ASSIGNED TASK → Look through the listing below for the string "woman". Say how many lines hold it, and nothing else.

TASK MATERIAL →
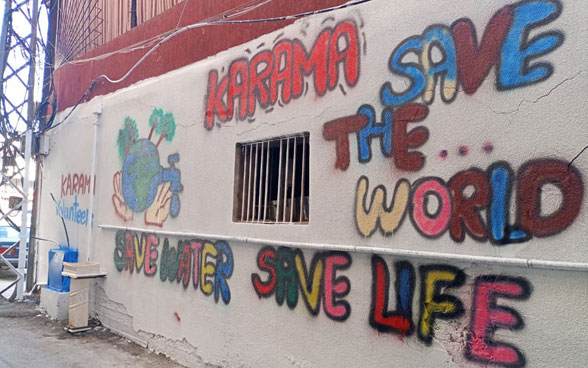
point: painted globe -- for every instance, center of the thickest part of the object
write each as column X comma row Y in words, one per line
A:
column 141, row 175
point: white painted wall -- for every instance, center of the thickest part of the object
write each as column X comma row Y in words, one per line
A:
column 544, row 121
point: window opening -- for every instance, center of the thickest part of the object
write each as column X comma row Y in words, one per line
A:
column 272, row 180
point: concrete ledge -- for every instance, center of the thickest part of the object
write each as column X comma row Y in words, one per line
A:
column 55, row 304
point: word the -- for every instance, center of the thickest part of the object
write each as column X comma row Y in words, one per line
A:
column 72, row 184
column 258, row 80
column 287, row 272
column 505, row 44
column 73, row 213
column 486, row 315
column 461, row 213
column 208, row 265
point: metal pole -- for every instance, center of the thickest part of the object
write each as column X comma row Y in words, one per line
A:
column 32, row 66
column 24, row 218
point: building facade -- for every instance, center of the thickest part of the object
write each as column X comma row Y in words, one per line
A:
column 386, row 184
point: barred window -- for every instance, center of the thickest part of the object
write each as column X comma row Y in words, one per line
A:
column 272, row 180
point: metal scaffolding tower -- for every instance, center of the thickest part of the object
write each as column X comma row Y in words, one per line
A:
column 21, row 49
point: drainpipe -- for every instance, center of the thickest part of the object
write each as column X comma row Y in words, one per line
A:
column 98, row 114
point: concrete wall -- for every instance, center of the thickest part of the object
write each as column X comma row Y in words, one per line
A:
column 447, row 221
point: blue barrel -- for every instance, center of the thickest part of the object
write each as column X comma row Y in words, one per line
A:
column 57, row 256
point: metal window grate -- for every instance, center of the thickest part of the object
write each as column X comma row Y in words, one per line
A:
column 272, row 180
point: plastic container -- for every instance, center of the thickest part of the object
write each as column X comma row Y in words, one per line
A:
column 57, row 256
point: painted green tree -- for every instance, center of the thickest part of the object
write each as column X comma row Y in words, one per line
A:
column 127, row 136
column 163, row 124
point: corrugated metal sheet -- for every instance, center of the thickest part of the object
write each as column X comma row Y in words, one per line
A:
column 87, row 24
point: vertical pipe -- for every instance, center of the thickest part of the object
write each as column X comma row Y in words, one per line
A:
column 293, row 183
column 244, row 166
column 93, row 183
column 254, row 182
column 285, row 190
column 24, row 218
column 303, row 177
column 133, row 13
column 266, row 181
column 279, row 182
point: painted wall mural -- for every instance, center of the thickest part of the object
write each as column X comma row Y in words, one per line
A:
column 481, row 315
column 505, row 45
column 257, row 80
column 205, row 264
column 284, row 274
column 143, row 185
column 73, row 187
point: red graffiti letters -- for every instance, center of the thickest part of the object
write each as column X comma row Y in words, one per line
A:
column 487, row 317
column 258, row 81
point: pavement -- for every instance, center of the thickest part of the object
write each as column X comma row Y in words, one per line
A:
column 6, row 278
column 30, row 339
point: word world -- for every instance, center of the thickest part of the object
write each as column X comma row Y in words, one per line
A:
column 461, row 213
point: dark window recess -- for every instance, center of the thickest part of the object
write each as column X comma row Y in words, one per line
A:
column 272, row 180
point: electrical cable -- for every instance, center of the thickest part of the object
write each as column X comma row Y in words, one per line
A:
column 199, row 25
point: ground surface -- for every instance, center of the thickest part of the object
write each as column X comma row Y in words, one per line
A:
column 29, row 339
--
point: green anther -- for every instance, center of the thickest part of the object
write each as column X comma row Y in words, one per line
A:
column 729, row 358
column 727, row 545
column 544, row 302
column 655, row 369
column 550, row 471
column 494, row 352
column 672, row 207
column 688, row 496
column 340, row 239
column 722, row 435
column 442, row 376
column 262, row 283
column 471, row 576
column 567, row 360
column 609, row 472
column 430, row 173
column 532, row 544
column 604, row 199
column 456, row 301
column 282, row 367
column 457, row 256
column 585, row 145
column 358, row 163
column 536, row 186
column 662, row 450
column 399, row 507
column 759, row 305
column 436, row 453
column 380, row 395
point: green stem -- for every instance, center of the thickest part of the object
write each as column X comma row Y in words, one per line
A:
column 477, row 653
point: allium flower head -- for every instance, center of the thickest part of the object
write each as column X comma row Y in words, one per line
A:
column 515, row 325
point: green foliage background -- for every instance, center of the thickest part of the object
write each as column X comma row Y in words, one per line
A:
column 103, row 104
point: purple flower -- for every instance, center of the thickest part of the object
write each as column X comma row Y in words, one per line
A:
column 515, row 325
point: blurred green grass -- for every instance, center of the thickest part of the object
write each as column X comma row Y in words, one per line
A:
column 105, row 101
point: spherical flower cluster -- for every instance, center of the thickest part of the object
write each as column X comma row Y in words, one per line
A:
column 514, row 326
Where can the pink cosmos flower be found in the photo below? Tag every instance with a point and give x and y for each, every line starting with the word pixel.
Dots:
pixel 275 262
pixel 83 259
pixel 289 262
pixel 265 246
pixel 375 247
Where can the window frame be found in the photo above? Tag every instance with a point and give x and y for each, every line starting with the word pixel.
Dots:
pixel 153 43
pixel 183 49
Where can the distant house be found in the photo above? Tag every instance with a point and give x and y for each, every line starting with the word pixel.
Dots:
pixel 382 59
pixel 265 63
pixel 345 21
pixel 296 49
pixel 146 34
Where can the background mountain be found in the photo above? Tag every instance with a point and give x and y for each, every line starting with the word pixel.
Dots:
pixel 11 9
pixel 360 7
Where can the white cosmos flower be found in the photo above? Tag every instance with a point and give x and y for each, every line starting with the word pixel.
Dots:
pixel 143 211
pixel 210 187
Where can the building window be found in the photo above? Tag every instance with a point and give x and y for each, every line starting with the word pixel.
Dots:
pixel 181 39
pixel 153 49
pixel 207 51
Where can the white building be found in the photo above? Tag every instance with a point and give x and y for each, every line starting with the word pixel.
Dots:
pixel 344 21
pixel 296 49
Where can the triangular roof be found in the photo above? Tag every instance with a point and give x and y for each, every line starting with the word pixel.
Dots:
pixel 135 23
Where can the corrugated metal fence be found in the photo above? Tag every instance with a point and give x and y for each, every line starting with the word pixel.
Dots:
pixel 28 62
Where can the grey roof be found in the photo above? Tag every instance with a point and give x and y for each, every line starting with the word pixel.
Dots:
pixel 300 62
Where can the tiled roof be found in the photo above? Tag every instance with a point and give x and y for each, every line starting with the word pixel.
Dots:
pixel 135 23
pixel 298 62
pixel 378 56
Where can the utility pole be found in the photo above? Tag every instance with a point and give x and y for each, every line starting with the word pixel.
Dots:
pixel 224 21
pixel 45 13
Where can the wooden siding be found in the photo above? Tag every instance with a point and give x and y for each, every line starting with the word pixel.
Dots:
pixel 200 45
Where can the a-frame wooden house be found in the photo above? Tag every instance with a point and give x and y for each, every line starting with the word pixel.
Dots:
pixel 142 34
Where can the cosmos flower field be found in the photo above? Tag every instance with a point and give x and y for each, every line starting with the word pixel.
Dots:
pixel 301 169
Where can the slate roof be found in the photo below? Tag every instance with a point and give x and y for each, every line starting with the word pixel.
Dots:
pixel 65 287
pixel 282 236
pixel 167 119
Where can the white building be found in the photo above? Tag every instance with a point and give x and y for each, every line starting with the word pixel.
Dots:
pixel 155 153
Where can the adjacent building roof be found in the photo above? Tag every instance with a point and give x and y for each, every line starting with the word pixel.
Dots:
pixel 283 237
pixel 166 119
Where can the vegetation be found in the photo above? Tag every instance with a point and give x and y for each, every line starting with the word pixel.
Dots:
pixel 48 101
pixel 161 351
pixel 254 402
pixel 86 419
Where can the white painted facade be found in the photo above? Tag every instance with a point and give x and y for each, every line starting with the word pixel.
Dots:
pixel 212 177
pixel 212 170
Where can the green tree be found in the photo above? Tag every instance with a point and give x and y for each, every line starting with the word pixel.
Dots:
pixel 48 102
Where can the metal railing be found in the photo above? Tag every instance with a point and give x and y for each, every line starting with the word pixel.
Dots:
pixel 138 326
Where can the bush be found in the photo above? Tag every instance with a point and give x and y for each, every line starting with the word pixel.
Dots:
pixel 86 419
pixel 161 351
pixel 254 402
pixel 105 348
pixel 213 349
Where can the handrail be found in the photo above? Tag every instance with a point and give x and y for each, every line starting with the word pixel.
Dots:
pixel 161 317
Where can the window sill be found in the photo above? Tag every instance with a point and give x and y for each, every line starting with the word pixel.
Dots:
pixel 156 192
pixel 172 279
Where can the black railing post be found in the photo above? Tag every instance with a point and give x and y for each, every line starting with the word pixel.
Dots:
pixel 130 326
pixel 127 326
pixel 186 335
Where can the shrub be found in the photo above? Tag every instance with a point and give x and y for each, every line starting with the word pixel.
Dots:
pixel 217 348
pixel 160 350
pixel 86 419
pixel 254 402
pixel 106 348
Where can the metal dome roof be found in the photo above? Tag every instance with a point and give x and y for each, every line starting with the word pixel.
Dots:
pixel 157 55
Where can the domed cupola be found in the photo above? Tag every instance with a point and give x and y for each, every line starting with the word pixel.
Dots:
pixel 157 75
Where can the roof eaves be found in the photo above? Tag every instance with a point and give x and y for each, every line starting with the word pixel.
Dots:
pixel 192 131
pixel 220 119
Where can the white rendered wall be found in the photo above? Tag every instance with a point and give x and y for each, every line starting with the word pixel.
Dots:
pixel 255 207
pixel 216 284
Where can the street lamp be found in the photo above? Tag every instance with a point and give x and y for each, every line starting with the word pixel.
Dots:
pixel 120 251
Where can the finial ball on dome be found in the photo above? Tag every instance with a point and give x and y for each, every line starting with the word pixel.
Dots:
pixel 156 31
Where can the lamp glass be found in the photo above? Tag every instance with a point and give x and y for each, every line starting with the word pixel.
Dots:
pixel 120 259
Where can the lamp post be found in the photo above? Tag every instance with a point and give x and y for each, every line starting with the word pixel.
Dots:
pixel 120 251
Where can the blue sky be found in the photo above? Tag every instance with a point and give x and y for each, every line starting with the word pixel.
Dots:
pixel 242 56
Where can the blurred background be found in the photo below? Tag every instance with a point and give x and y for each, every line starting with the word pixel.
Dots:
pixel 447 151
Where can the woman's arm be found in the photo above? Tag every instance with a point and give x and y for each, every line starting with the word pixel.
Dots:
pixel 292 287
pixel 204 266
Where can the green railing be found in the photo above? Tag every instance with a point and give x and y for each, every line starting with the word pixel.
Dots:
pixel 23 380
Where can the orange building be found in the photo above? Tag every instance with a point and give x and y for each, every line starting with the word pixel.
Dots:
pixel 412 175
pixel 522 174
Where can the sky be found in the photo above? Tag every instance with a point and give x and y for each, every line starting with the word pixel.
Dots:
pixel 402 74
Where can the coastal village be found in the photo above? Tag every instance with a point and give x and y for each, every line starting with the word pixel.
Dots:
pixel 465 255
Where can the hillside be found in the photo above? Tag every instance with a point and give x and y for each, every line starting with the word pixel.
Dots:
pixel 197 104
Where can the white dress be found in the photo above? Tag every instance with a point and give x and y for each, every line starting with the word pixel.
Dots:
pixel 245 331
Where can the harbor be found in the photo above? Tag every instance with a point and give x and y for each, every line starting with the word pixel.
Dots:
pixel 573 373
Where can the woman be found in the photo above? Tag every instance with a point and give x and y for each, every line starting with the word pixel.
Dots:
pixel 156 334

PROBLEM SOLUTION → 2